■ **Written task**: Turn the lines of the listing below into a JSON list of strings, one string per line with blank lines omitted, starting with the line that contains "In this exercise you will indicate the yellow" and continuing through the end of the listing.

■ **Data shown**:
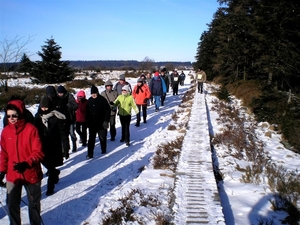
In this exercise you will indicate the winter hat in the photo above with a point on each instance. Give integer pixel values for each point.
(126, 88)
(108, 83)
(50, 91)
(81, 94)
(17, 105)
(61, 89)
(122, 77)
(94, 89)
(45, 102)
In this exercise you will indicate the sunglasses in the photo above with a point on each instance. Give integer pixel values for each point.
(12, 116)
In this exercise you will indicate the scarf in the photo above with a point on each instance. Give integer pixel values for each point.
(45, 117)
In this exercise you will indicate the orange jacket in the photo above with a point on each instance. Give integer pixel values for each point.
(140, 94)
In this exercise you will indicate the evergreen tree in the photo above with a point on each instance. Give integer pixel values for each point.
(51, 69)
(25, 65)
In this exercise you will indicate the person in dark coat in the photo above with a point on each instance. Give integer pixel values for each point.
(72, 106)
(157, 88)
(60, 105)
(167, 82)
(111, 95)
(81, 127)
(97, 119)
(51, 125)
(175, 82)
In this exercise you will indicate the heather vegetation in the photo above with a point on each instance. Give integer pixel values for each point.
(252, 49)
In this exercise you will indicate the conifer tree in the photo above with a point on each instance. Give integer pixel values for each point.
(51, 69)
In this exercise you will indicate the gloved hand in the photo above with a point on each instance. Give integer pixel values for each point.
(105, 125)
(2, 174)
(21, 166)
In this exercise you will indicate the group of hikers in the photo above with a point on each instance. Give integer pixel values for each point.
(28, 141)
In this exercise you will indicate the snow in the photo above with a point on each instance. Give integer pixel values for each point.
(89, 189)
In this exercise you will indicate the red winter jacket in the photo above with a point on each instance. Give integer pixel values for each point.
(141, 94)
(21, 142)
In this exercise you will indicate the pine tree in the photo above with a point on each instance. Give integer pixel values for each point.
(25, 65)
(51, 69)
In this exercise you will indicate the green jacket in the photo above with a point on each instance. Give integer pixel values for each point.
(125, 103)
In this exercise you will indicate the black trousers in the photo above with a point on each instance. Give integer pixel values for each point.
(81, 131)
(144, 110)
(125, 124)
(102, 134)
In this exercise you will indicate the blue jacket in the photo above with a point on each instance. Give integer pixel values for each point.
(158, 86)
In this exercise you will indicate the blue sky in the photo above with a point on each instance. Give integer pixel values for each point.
(162, 30)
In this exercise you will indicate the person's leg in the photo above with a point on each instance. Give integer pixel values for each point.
(34, 202)
(126, 128)
(112, 127)
(84, 134)
(73, 137)
(122, 121)
(102, 134)
(144, 108)
(91, 143)
(13, 201)
(138, 116)
(78, 129)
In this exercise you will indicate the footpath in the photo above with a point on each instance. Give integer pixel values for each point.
(195, 180)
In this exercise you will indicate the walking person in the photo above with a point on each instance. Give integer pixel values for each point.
(20, 157)
(181, 78)
(52, 126)
(97, 118)
(72, 106)
(111, 95)
(157, 89)
(120, 84)
(59, 104)
(125, 103)
(201, 78)
(166, 79)
(175, 82)
(141, 95)
(80, 114)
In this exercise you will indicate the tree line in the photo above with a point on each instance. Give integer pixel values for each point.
(258, 40)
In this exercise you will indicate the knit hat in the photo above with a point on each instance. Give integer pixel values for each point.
(50, 91)
(108, 83)
(126, 88)
(81, 94)
(61, 89)
(45, 102)
(122, 77)
(94, 89)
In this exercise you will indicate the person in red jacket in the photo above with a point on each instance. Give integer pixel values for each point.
(141, 95)
(20, 160)
(80, 116)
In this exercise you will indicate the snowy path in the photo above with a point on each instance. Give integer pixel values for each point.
(199, 202)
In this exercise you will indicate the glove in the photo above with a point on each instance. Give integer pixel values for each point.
(2, 174)
(105, 125)
(21, 166)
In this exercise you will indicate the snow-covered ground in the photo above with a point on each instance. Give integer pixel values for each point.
(89, 189)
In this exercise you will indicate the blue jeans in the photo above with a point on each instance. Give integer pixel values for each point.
(157, 101)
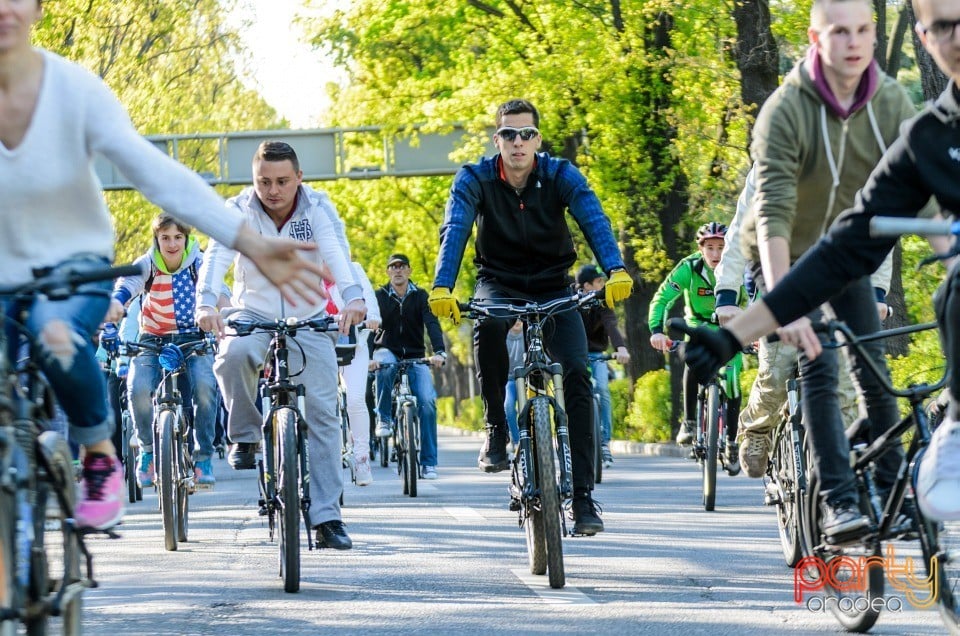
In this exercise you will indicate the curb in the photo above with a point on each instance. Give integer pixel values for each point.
(618, 447)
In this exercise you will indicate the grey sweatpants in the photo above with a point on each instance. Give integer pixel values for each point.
(237, 369)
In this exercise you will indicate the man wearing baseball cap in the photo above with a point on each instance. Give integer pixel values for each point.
(405, 313)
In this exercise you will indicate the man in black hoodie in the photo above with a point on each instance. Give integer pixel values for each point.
(405, 313)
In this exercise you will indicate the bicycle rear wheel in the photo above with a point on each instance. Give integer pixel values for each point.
(789, 505)
(712, 422)
(167, 477)
(63, 545)
(288, 492)
(845, 605)
(597, 443)
(410, 458)
(8, 515)
(549, 491)
(129, 459)
(184, 487)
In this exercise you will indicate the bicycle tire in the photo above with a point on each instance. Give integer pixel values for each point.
(789, 506)
(410, 448)
(129, 459)
(597, 443)
(532, 522)
(549, 489)
(185, 471)
(8, 593)
(166, 477)
(940, 540)
(62, 478)
(712, 423)
(853, 620)
(288, 492)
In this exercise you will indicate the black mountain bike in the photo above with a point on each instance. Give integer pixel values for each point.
(43, 572)
(939, 541)
(172, 432)
(406, 425)
(284, 470)
(537, 486)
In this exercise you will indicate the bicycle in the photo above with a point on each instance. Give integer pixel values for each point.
(39, 579)
(711, 424)
(406, 429)
(889, 521)
(597, 424)
(537, 486)
(110, 341)
(172, 431)
(284, 470)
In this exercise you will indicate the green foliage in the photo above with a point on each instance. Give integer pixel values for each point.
(620, 394)
(648, 419)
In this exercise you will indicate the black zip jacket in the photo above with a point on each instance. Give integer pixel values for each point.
(402, 321)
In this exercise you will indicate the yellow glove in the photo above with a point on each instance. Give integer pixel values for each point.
(618, 287)
(444, 305)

■ **Reply to the task**:
[
  "In this exercise you will indicate the yellow glove in the photo above with a point on each instance. Give integer pixel values for each point.",
  "(618, 287)",
  "(444, 305)"
]